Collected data
....
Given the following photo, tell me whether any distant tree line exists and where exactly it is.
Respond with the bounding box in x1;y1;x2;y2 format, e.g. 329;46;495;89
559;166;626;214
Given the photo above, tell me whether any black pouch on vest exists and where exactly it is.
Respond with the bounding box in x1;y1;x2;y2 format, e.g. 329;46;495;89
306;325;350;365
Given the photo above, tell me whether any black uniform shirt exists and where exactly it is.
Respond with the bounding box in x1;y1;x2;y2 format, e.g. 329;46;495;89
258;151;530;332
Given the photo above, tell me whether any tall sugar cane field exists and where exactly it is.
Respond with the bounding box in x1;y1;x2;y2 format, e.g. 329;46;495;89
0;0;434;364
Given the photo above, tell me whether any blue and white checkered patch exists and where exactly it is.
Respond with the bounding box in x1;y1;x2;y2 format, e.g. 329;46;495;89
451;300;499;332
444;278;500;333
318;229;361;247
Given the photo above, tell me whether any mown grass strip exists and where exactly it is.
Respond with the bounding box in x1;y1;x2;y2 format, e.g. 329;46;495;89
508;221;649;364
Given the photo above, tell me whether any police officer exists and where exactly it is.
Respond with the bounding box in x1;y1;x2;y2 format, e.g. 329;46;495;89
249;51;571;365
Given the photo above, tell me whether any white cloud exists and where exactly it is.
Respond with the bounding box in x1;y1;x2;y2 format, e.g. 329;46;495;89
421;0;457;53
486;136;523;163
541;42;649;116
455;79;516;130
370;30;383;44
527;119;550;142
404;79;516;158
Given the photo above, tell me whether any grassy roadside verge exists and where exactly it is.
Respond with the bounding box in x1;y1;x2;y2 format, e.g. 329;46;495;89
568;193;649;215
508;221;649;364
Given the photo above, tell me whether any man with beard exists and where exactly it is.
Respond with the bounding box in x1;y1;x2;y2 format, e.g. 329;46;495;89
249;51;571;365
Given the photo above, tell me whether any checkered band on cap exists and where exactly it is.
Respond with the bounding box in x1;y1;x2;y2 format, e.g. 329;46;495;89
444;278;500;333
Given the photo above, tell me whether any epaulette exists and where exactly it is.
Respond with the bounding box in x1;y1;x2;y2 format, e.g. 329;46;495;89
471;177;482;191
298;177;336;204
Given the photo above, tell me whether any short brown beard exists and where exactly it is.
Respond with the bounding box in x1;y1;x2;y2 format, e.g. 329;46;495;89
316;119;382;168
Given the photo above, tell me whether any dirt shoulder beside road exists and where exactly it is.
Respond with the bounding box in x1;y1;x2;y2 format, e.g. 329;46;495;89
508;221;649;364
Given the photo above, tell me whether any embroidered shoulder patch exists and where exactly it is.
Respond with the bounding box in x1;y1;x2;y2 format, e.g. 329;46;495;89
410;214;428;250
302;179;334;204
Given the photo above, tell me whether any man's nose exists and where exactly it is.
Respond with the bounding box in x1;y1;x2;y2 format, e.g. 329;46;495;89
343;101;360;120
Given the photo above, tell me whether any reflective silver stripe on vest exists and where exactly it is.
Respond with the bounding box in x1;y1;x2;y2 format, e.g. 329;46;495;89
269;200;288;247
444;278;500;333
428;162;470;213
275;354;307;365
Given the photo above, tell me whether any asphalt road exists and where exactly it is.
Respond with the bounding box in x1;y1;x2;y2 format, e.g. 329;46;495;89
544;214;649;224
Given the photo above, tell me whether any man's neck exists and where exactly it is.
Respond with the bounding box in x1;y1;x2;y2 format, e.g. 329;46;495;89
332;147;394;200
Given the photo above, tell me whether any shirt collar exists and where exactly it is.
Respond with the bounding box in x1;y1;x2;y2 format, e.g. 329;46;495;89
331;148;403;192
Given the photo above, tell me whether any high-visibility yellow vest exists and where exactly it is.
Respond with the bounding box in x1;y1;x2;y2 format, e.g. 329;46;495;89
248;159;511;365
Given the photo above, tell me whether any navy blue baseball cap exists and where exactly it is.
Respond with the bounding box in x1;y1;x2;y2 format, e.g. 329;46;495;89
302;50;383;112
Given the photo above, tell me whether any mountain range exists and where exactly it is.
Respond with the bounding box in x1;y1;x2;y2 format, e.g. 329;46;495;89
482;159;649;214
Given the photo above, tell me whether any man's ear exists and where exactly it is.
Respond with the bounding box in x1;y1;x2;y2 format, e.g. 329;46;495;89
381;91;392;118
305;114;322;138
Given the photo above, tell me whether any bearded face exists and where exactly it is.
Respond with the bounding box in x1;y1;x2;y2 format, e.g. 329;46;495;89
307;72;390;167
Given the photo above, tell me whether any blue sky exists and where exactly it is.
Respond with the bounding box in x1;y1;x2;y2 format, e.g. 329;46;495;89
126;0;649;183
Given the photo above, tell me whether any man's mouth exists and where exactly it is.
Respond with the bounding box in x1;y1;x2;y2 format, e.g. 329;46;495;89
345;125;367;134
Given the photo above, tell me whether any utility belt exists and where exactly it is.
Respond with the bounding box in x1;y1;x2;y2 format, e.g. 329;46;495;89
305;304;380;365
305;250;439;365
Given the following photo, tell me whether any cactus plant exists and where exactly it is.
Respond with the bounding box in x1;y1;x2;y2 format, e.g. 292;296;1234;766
....
- EXERCISE AIM
Rewrite the material from the line with "Given the photo above, tell me whether any man's nose" to the line with "126;0;649;183", both ends included, and leave the request lines unchanged. In the answers, multiply every bounding-box coordinate by 0.3 and round it to a whole number, rounding halves up.

- THE RESULT
Given the photo above, tell me whether any man's nose exists and where exactly it is.
Respond with the bounding box in x1;y1;x2;y2 format, e.g. 329;46;495;89
103;30;108;36
Given the photo above, tell me whether any reflective silver stripe on vest exists and where exactly it is.
Respond with the bounding box in x1;y1;x2;y2 format, e.g. 329;46;495;89
81;60;86;74
133;83;150;100
128;49;141;64
83;106;92;110
Given the photo above, tell me whether any asphalt road exists and where exactly it is.
Respond with the bounding box in x1;y1;x2;y2 format, e.g. 329;46;495;89
163;64;195;67
Given the photo above, tell me whether any man's neck exists and where exactly it is.
Respond with the bounding box in x1;y1;x2;y2 format, e.g. 329;46;495;89
100;44;118;60
Given the photo above, tell me whether any shirt collar exists and where exactly it is.
Respond with the bounding box in x1;y1;x2;y2 format, e.g. 329;46;495;89
99;44;121;58
Given the photo above, tell me whether any high-visibility yellow vest exists and where exactly it is.
Respond with the bounding box in x1;y1;x2;y2 format, e.g. 329;46;495;89
74;48;153;110
Given the photo above, tell me whether any navy blue baseball cap exists and where exactly it is.
Respond with the bounding box in x1;y1;x2;y2 format, e.g. 329;46;495;89
91;15;115;34
Given the photo above, tell me whether any mountain range exists and where exactly it is.
Respond with the bounding box in x1;y1;x2;y2 format, e.g. 329;46;495;89
145;48;195;64
Given the photo above, tell me whether any man's ear exists and where exactly it is.
Respond with the bounding box in x1;y1;x2;y2 format, e.g. 329;46;495;89
114;27;118;35
92;34;97;41
Given the photo above, tell me whether any bearded face exists and where exactly it is.
Respond with the bounding box in x1;y1;x2;y2 format, e.g. 329;46;495;89
92;22;117;50
Given the photo above, tell me whether any blue sky exists and where exactly it is.
Respond with the bounding box in x1;y1;x2;y2 format, e.g. 329;46;495;89
38;0;195;55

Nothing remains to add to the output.